• [Extracted data]
◆ ◆ ◆ ◆ ◆ ◆ ◆

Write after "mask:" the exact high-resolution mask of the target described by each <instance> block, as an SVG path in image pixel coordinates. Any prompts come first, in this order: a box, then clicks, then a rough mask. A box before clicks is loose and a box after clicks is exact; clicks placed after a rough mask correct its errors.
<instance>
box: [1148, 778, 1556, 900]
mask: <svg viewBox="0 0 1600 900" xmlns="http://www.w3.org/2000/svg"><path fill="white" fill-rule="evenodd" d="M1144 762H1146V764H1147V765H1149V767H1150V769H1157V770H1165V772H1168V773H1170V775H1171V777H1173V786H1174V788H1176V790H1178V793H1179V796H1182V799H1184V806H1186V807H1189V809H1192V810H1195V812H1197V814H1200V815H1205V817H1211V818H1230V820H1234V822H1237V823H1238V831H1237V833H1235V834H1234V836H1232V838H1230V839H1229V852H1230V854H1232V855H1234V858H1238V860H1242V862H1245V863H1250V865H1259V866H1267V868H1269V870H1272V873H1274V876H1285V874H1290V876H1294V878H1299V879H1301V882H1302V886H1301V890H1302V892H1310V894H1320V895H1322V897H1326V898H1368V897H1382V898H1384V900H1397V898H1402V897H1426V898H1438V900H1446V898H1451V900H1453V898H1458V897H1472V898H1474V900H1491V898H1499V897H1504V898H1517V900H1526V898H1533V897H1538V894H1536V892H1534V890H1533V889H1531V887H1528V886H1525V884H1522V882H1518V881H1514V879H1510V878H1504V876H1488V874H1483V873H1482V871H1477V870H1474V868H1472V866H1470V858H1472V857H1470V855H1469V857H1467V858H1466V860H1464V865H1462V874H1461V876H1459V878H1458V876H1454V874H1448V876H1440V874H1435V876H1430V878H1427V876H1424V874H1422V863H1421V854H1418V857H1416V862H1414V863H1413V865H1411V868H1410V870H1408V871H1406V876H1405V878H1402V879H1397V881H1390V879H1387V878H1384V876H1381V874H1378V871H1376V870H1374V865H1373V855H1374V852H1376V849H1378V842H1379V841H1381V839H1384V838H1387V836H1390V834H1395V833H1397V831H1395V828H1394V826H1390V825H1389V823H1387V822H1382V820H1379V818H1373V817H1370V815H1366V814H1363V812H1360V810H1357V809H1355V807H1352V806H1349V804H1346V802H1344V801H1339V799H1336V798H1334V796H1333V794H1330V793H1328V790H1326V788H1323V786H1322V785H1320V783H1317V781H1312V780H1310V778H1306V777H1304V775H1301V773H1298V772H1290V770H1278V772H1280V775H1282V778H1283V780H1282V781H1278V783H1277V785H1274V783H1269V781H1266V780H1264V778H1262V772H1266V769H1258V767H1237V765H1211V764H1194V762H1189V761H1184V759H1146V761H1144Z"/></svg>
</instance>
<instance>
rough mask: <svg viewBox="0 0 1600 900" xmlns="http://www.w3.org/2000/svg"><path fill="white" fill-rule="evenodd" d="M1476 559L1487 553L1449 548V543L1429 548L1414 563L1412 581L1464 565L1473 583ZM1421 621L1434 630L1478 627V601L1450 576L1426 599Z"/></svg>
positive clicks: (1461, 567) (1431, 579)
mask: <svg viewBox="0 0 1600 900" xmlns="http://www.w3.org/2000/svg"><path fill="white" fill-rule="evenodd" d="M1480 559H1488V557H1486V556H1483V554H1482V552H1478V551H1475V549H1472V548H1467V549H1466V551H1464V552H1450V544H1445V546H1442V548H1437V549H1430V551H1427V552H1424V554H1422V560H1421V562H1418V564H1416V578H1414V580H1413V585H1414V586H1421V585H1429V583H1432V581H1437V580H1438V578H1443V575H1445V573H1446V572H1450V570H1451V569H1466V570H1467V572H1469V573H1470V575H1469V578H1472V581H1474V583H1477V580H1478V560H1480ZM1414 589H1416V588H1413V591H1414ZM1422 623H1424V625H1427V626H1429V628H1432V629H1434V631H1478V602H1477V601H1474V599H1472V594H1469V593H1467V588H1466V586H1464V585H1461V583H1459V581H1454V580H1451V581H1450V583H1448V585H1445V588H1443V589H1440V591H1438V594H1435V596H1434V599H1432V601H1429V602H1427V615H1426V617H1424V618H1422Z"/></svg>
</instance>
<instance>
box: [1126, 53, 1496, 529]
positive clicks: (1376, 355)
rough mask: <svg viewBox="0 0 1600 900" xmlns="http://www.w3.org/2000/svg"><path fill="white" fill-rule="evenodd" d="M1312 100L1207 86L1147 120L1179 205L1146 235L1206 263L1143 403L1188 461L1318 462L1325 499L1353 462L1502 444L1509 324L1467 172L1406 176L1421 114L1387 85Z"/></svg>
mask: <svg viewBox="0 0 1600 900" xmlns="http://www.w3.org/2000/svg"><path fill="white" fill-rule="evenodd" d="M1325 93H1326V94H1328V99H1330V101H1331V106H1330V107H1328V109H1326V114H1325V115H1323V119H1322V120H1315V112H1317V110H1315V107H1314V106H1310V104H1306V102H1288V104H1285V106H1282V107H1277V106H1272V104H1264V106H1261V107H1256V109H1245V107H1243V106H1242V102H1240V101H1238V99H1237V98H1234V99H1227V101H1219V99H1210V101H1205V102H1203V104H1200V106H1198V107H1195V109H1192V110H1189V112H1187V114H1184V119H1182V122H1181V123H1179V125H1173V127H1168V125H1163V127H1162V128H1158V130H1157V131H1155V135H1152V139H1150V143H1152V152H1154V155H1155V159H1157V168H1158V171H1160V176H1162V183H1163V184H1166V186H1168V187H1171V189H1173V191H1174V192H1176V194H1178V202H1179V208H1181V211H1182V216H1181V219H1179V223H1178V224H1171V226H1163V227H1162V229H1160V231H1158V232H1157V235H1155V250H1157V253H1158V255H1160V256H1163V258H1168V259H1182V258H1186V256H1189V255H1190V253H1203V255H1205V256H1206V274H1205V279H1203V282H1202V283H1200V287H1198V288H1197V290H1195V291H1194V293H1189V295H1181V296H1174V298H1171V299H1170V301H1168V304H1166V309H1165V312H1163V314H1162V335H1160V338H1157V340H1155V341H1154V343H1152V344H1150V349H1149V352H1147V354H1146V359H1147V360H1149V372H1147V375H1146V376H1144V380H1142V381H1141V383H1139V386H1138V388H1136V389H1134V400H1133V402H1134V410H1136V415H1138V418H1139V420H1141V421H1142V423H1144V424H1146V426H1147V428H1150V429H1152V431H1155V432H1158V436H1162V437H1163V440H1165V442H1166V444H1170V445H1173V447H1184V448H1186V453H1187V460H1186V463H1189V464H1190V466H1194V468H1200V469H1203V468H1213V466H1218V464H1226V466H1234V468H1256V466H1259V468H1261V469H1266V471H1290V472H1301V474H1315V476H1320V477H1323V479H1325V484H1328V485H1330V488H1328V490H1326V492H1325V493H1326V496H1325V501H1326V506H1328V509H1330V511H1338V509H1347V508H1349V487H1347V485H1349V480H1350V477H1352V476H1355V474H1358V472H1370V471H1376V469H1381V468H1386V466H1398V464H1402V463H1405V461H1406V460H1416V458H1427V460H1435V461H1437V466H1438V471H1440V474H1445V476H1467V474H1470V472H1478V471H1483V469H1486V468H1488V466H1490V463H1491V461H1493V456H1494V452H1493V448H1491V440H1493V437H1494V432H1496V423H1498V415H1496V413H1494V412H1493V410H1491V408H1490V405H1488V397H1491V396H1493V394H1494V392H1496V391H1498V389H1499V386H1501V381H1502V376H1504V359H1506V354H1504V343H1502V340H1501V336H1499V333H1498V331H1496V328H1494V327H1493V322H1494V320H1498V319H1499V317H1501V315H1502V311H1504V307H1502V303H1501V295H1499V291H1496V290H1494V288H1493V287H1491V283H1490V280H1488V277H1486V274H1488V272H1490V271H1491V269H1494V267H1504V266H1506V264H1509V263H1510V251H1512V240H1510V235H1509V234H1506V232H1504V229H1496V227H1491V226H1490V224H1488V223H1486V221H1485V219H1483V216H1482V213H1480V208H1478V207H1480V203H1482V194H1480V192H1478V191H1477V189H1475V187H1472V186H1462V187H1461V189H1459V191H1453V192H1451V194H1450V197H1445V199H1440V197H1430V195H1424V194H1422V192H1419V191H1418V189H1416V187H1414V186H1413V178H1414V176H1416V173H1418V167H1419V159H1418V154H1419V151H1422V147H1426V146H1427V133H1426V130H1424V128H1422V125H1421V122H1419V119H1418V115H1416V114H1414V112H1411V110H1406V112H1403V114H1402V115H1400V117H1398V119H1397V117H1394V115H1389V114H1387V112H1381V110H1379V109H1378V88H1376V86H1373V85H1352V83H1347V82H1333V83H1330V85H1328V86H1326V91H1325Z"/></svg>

◆ ◆ ◆ ◆ ◆ ◆ ◆

• [Your goal]
When you reach the line holding "positive clicks: (1461, 567) (1431, 579)" in the records above, begin reproducing exactly, stop after the line holding "positive clicks: (1376, 355)", and output nothing else.

• [Exercise result]
positive clicks: (1461, 567) (1431, 579)
mask: <svg viewBox="0 0 1600 900" xmlns="http://www.w3.org/2000/svg"><path fill="white" fill-rule="evenodd" d="M1480 559H1488V557H1486V556H1483V554H1482V552H1478V551H1475V549H1472V548H1467V549H1466V551H1464V552H1450V544H1445V546H1442V548H1437V549H1430V551H1427V552H1424V554H1422V560H1421V562H1418V564H1416V578H1414V580H1413V585H1414V586H1421V585H1429V583H1432V581H1437V580H1438V578H1443V575H1445V573H1446V572H1450V570H1451V569H1466V570H1467V572H1469V573H1470V575H1469V578H1472V581H1474V583H1477V580H1478V560H1480ZM1414 589H1416V588H1413V591H1414ZM1422 623H1424V625H1427V626H1429V628H1432V629H1434V631H1478V602H1477V601H1474V599H1472V594H1469V593H1467V588H1466V586H1464V585H1461V583H1459V581H1454V580H1451V581H1450V583H1448V585H1445V588H1443V589H1440V591H1438V594H1435V596H1434V599H1432V601H1429V602H1427V615H1426V617H1424V618H1422Z"/></svg>
</instance>
<instance>
box: [1126, 53, 1496, 529]
positive clicks: (1376, 355)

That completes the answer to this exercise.